start RECORDS FOR PROCESSING
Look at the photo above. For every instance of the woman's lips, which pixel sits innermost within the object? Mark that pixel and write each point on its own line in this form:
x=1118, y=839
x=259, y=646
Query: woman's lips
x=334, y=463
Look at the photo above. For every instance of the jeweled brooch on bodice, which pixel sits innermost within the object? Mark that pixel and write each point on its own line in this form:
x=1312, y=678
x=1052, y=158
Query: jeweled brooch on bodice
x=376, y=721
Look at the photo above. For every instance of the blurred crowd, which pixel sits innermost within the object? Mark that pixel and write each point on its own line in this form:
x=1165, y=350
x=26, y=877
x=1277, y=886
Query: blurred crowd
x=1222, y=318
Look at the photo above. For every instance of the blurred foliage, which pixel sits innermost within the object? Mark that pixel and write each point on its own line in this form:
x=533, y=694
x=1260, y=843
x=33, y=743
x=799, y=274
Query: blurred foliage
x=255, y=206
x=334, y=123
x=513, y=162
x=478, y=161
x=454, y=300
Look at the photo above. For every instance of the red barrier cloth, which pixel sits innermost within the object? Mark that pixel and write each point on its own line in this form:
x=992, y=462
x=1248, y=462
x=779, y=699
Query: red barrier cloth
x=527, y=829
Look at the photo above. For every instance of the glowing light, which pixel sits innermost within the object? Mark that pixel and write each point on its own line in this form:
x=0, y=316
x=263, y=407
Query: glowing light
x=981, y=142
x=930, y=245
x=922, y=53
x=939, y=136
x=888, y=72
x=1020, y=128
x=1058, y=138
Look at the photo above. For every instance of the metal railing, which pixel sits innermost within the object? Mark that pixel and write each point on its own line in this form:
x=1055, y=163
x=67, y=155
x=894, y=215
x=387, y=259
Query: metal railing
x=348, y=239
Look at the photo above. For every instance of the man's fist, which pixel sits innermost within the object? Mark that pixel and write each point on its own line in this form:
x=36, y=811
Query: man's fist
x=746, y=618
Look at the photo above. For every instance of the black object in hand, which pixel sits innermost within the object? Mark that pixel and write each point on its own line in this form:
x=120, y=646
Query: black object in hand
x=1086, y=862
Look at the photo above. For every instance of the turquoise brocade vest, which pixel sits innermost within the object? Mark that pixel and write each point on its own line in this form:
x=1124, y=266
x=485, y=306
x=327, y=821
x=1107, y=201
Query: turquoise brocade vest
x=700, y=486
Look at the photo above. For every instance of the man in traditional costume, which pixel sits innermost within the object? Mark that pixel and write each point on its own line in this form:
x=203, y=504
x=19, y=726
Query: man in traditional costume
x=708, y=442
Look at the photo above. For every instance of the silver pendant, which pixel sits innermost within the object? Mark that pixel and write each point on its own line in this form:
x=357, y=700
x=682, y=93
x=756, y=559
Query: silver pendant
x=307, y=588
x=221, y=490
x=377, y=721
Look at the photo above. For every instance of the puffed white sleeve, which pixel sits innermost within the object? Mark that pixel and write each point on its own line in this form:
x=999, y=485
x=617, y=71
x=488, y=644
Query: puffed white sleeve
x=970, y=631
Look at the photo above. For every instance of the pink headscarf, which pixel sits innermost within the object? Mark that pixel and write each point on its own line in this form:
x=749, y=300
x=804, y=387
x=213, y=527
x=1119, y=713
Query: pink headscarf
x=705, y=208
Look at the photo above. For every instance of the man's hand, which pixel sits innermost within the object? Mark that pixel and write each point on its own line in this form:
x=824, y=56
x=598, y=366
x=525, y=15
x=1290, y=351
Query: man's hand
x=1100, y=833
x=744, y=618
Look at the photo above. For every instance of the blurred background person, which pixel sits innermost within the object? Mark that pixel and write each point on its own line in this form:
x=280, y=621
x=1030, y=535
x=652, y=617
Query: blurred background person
end RECORDS FOR PROCESSING
| PROBLEM REQUIREMENTS |
Rewrite the listing from the line containing "man's fist, which" down to the line containing "x=970, y=631", both lines included, with the requests left as they are and -73 added to every x and y coordinate in the answers.

| SOLUTION TO THIS PROBLEM |
Look at the photo above. For every instance of the man's fist, which pixel sits innermost within the object? Mark that pixel and write each point on its own line in this form:
x=36, y=811
Query: man's fist
x=673, y=545
Look at the photo above. For every instance of the black object in hand, which pixel sits innermost within the object? Mark that pixel and write each point on its own line in this form:
x=120, y=646
Query: black object in hand
x=1013, y=789
Look at the photo above. For every instance of the turquoise brocade vest, which pixel sits innermost within the object? Mark that pixel and write each point on its own line in this form:
x=1124, y=266
x=485, y=306
x=327, y=821
x=1107, y=201
Query: turquoise brocade vest
x=627, y=413
Look at the photo above. For every instance of the man in traditional costume, which pixel sits innermost within the object? Mark that pixel and write each point on its own line in this form:
x=203, y=504
x=19, y=726
Query: man in traditional costume
x=635, y=369
Look at the photo above. For every instance of the silver pendant, which pixel sits innermost within the object? Mark that pixel and write each point on its own line in this form:
x=357, y=700
x=682, y=93
x=756, y=559
Query: silver pendant
x=234, y=515
x=148, y=417
x=304, y=648
Look at the photo above. For every instance of the puffed white sleeve, which pixel sits innermost within the object? Mark that pixel and write each point on its own line in this form:
x=999, y=485
x=617, y=71
x=488, y=644
Query: puffed white sleeve
x=897, y=558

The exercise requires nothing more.